TEXTABSCHNITT
*****

Warum sind die Städte in einer Zwickmühle?

Die Grundsteuer ist für die finanziell angeschlagenen Kommunen eine zentrale Einnahmequelle. Die NRW-weit 6,5 Millionen Grundstücke bringen jährlich etwa vier Milliarden Euro ein. Bei der Grundsteuer-Reform wurde festgelegt, dass sie „aufkommensneutral“ gestaltet werden muss. Das heißt: Das Gesamtvolumen muss auch ab 2025 gleichbleiben. Es läuft also auf einen innerstädtischen Lastenausgleich zwischen Immobilienbesitzern hinaus. Wenn Besitzer von Lagerhallen in schlechter Lage entlastet werden, zahlen Besitzer von Altbauwohnungen in bester Lage umso mehr. Erstmals wird in NRW sogar die Hebesatz-Schallmauer von 1000 Punkten durchbrochen.

Warum steht Schwarz-Grün in der Kritik?

Die Regierungskoalition von Ministerpräsident Hendrik Wüst (CDU) hat die Grundsteuer-Reform zwar nicht direkt zu verantworten, die negativen Folgen für Hausbesitzer und Mieter aber lange bestritten. Finanzminister Marcus Optendrenk (CDU) schien die massive Lastenverschiebung, auf die etliche Bürgermeister seit zwei Jahren hinweisen, nicht wahrhaben zu wollen. Es wurde auf „Einzelfälle“ verwiesen. Negativ besetzt ist das Thema Grundsteuer zudem durch die komplizierte digitale Erfassung der Grundstücksdaten, die gerade ältere Menschen überforderte. Bei der Berechnung wiederum gab es allerhand Stilblüten: etwa die unterschiedliche Bewertung zweier exakt baugleicher Doppelhaushälften, weil eine von ihnen im Erdgeschoss ein Ladenlokal beherbergte. Die Folge: Mehr als 500.000 Einsprüche.

Was soll eine „Hebesatz-Differenzierung“ bringen?

Die schwarz-grüne Koalition steht beim Thema Grundsteuer derart unter Druck, dass sie auf den letzten Metern ein gewagtes Manöver unternahm. Finanzminister Optendrenk überraschte im März mit dem Vorschlag, den Kommunen eine stärkere Differenzierung der Hebesätze ermöglichen zu wollen. Gewerbeimmobilien könnten so lokal höher besteuert werden, Wohnimmobilien dafür niedriger. Das Gesamtsteueraufkommen von rund vier Milliarden Euro, mit dem die NRW-Städte planen, soll gleichbleiben. Schwarz-Grün feierte das „kommunale Selbstverwaltung“.

Warum entzweit die Grundsteuer Stadt und Land?

*****

UNTERSUCHTE DATEN
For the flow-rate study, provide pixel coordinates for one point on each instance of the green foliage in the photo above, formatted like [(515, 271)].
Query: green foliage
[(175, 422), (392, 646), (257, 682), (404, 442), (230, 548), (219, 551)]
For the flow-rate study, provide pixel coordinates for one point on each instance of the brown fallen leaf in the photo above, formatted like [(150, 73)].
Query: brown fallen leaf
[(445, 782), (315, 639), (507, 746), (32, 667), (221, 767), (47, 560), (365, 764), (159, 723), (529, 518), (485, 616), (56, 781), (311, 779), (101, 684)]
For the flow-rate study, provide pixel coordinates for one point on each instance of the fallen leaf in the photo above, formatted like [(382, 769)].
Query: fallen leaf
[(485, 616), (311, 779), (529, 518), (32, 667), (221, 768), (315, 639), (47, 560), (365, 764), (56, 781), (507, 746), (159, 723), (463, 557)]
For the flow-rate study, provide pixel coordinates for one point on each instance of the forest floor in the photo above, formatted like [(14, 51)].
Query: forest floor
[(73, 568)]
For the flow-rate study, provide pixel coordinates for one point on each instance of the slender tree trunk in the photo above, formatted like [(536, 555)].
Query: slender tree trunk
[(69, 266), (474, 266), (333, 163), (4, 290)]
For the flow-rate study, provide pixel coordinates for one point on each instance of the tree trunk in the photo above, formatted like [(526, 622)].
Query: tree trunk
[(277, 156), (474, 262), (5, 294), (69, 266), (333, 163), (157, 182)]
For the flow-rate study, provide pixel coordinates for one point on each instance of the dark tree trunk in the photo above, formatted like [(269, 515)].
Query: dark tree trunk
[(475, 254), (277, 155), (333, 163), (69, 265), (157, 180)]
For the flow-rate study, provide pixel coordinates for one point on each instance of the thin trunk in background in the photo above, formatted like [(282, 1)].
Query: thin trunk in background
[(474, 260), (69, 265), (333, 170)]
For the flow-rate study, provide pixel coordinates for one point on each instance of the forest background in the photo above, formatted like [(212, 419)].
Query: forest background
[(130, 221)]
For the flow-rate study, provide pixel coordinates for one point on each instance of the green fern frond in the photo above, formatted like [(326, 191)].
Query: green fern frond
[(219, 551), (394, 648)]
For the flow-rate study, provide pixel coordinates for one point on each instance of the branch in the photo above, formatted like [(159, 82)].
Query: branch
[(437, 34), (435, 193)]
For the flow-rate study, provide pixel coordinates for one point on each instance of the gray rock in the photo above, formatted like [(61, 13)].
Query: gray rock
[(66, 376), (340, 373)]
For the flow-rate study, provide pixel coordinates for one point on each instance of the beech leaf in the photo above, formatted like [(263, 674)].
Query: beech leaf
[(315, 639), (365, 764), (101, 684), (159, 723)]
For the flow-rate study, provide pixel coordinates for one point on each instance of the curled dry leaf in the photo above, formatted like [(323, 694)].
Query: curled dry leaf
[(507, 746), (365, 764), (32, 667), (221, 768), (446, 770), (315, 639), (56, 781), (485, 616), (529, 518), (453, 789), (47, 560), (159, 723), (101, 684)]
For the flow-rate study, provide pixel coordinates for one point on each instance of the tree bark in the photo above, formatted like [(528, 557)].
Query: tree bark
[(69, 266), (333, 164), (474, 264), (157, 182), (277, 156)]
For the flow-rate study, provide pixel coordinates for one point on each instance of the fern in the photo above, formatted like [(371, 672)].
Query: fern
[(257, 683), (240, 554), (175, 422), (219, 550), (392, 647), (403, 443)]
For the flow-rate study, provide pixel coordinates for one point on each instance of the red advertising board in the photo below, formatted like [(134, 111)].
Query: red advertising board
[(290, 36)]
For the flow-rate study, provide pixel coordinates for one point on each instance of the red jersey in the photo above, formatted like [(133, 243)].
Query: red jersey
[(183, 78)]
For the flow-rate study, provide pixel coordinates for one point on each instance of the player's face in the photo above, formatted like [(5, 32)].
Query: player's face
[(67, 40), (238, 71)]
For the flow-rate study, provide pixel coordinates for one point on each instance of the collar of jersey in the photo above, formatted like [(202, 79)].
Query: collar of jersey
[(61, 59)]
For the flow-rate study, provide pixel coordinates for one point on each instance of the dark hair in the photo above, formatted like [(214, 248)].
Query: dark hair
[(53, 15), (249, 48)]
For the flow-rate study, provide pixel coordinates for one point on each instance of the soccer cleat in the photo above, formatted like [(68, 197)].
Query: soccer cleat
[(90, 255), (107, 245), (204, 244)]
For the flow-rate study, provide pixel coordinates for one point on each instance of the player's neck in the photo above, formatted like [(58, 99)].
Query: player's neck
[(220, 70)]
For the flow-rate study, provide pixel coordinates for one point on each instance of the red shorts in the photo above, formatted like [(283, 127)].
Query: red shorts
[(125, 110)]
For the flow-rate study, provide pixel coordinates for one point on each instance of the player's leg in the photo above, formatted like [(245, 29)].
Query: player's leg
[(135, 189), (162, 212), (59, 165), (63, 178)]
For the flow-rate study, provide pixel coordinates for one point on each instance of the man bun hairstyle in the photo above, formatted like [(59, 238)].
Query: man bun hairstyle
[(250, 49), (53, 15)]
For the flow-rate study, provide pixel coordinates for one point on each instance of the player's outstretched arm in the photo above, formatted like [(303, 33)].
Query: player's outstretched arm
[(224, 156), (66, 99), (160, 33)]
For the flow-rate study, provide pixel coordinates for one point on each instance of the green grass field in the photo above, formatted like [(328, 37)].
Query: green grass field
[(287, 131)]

*****

ARBEITSAUFTRAG
Welchen Vorschlag machte Finanzminister Optendrenk im März laut dem Textabschnitt zur Grundsteuer-Reform?

BEARBEITETE AUFGABE
Er schlug vor, den Kommunen eine stärkere Differenzierung der Hebesätze zu ermöglichen.